Please reproduce all of the records below, line for line and without any changes.

Data for the task:
☆ ☆ ☆
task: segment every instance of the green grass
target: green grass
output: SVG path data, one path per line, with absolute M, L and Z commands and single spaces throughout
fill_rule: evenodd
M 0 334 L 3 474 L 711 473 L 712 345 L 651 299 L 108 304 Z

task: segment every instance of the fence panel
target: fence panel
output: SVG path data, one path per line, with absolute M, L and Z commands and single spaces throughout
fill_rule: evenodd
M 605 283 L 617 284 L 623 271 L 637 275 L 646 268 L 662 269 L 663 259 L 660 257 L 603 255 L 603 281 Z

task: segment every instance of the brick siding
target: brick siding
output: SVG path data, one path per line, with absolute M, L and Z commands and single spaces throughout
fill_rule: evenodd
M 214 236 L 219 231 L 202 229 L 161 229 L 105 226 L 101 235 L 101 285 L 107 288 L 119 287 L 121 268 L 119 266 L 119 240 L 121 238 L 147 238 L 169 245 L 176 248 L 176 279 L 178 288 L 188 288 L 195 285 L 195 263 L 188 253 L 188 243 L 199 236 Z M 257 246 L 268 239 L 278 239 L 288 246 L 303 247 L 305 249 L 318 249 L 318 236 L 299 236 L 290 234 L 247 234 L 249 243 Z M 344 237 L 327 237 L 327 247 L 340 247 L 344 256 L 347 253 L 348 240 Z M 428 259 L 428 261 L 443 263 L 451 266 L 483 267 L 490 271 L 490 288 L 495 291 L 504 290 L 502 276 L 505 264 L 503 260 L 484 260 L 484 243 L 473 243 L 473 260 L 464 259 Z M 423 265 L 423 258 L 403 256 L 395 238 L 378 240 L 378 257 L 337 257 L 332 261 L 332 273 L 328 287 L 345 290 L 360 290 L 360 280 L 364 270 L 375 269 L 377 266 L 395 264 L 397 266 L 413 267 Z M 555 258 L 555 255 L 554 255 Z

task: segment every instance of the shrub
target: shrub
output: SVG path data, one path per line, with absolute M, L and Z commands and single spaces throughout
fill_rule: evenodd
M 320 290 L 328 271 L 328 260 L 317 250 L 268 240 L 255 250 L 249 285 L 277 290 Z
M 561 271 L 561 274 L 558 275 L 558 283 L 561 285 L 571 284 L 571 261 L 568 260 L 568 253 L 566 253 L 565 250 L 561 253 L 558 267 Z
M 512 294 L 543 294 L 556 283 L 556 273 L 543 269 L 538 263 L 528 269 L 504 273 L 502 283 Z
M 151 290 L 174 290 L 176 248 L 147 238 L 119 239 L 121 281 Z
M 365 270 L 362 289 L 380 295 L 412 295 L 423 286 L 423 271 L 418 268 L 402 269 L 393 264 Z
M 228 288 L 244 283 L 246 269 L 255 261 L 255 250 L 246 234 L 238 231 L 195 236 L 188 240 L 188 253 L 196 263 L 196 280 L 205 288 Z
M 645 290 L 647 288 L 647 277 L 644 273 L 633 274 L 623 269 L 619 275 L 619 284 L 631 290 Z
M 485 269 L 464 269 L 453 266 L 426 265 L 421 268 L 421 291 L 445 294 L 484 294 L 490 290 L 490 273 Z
☆ ☆ ☆
Right answer:
task: segment every instance of the green grass
target: green grass
output: SVG path data, one path per line, with absolute M, L and Z commands and single spaces throughout
fill_rule: evenodd
M 0 334 L 3 474 L 711 473 L 712 345 L 651 299 L 108 304 Z

task: segment every instance of the fence panel
target: fence panel
output: SVG path data, one path per line, with absolute M, L and Z commands and single spaces throughout
fill_rule: evenodd
M 605 283 L 617 284 L 623 271 L 637 275 L 646 268 L 662 269 L 663 259 L 660 257 L 603 255 L 603 281 Z

task: segment every instance of the brick siding
target: brick siding
output: SVG path data, one path per line, with absolute M, L and Z commands and single spaces throughout
fill_rule: evenodd
M 214 236 L 219 231 L 202 229 L 161 229 L 105 226 L 101 235 L 101 285 L 107 288 L 119 287 L 121 268 L 119 266 L 119 240 L 121 238 L 147 238 L 169 245 L 176 248 L 176 279 L 178 288 L 188 288 L 195 285 L 195 263 L 188 253 L 188 243 L 199 236 Z M 257 246 L 268 239 L 278 239 L 288 246 L 303 247 L 305 249 L 318 249 L 318 236 L 299 236 L 290 234 L 247 234 L 249 243 Z M 344 237 L 327 237 L 327 247 L 340 247 L 344 256 L 347 253 L 348 240 Z M 428 259 L 428 261 L 443 263 L 451 266 L 483 267 L 490 271 L 490 288 L 495 291 L 504 290 L 502 276 L 505 264 L 503 260 L 484 260 L 484 243 L 473 243 L 473 260 L 464 259 Z M 423 265 L 423 258 L 403 256 L 395 238 L 378 240 L 378 257 L 337 257 L 332 261 L 332 273 L 328 287 L 345 290 L 360 290 L 360 280 L 364 270 L 375 269 L 377 266 L 395 264 L 397 266 L 413 267 Z M 555 258 L 555 255 L 554 255 Z

task: segment every instance of the shrub
target: shrub
output: SVG path data, one path per line, with absolute M, L and Z commands and single spaces throughout
fill_rule: evenodd
M 320 290 L 328 271 L 328 260 L 317 250 L 268 240 L 255 250 L 249 285 L 277 290 Z
M 561 271 L 561 274 L 558 275 L 558 283 L 561 285 L 571 284 L 571 261 L 568 260 L 568 253 L 566 253 L 565 250 L 561 253 L 558 267 Z
M 512 294 L 543 294 L 556 283 L 556 273 L 543 269 L 538 263 L 528 269 L 504 273 L 502 283 Z
M 151 290 L 174 290 L 176 248 L 147 238 L 119 239 L 121 281 Z
M 365 270 L 362 289 L 380 295 L 412 295 L 423 286 L 423 271 L 418 268 L 402 269 L 393 264 Z
M 228 288 L 244 283 L 246 269 L 255 261 L 255 250 L 246 234 L 238 231 L 195 236 L 188 240 L 188 253 L 196 263 L 196 280 L 205 288 Z
M 645 290 L 647 288 L 647 277 L 644 273 L 633 274 L 623 269 L 619 275 L 619 284 L 631 290 Z
M 485 269 L 464 269 L 453 266 L 426 265 L 421 268 L 421 291 L 445 294 L 484 294 L 490 290 L 490 273 Z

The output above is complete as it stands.